— Extract —
--- start ---
[DRBD-user] Dual Primary Mode: Shared Directory blocked after node crash until reboot

DRBD User Tue, 12 May 2015 23:37:45 -0700

Ok i understand:

In a dual primary setup without a valid stonith configuration i have to wait 
until the crashed node is set to a *known* state: eg. using reboot, manual 
intervention.


But what if the crashed node never gets alive:
Will the stonith setup set the state of the crashed node to a *known* state, so 
that the active node can continue to operate ?
Or do I have to intervene manually ?

So for my plan to have a high available service (which saves its state to a 
shared directory) a primary/secondary setup may be the way to go - or i is 
fencing/stonith always a must ?
 
 

Gesendet: Dienstag, 12. Mai 2015 um 15:11 Uhr
Von: Ivan <[email protected]>
An: [email protected]
Betreff: Re: [DRBD-user] Dual Primary Mode: Shared Directory blocked after node 
crash until reboot
On 05/12/2015 02:09 PM, DRBD User wrote:
> Hi
>
> @Cesar: thx for your suggestion - but i don't want to do a manually fence.

from Digimer's replies to your posts:

1- the dlm "lock" will be released once the crashed node is set to a
*known* state in pacemaker. Without releasing, forget about using your
shared fs.
2- a *known* state requires a working stonith setup: either automatic
(IPMI, switched PDU, ...), or manual, as Cesar described.

Now, if you don't want to use stonith and you're brave enough to risk
having a split-brain (you have good backups, the data on the shared fs
is transient/not important, ...), I imagine you could have a shell
script with a loop running in the background that would automatically
ack a manual fence when needed. Or you could write a dummy stonith agent
that would always return success.



>
> during testing i found out, that after pulling power plug the shared 
> directory it is not completely inaccessible : it is readable, only a write 
> will block until crashed node restarts - BUT what if crashed node never 
> restarts ? (my service saves it state into shared directory an should not 
> block)
--- end ---
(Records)
--- start ---
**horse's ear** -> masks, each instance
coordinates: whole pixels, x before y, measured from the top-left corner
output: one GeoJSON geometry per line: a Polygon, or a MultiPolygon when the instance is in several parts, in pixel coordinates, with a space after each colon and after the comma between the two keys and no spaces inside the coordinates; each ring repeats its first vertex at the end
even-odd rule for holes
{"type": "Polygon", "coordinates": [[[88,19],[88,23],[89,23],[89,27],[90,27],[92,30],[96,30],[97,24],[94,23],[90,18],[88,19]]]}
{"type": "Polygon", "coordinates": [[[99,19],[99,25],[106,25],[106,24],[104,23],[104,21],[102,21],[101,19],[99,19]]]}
--- end ---
--- start ---
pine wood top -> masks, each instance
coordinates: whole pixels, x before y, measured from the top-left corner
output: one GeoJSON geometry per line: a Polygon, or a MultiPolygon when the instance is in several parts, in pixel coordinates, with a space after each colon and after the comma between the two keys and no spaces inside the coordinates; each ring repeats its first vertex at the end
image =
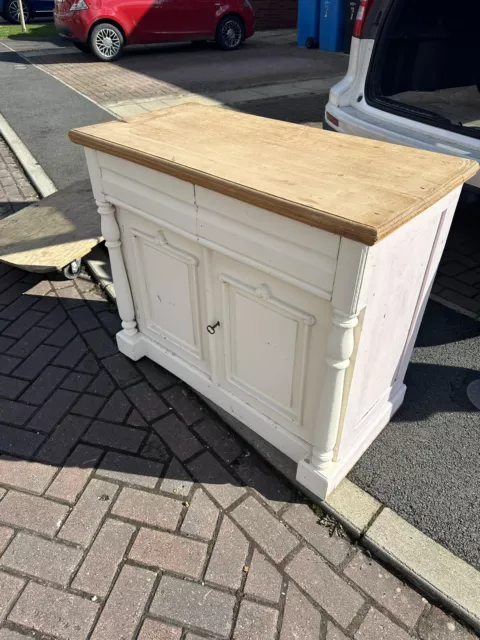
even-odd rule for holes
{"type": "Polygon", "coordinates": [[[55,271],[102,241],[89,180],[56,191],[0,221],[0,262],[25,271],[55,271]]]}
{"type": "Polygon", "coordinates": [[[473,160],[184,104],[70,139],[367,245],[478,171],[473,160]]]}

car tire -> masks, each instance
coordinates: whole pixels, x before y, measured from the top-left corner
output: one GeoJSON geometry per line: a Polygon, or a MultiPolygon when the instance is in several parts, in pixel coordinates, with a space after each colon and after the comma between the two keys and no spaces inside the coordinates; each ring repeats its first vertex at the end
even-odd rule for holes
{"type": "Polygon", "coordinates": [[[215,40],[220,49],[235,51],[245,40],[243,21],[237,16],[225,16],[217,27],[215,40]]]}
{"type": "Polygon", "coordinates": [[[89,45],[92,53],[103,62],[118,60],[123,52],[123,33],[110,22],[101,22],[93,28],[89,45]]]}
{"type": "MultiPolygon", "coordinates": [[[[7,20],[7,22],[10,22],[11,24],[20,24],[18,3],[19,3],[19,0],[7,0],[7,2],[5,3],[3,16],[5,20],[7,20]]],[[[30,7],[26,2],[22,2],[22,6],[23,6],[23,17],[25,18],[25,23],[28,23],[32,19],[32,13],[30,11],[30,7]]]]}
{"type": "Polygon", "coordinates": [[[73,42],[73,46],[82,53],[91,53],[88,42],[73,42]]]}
--- end ---
--- start ---
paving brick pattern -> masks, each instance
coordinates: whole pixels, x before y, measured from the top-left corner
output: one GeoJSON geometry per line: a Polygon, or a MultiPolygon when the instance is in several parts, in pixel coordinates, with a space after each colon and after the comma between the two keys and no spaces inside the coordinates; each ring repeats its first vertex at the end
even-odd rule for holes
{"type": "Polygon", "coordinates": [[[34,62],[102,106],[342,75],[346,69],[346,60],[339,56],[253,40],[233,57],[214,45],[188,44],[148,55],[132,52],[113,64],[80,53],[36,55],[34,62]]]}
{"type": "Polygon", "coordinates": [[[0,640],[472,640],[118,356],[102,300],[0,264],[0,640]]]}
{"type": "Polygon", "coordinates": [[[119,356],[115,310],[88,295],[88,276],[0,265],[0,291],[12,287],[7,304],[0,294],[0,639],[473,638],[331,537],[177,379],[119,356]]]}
--- end ---
— Exercise details —
From the DRBD thread above, reproduce everything from "But what if the" down to "always a must ?".

— Reply to the task —
But what if the crashed node never gets alive:
Will the stonith setup set the state of the crashed node to a *known* state, so 
that the active node can continue to operate ?
Or do I have to intervene manually ?

So for my plan to have a high available service (which saves its state to a 
shared directory) a primary/secondary setup may be the way to go - or i is 
fencing/stonith always a must ?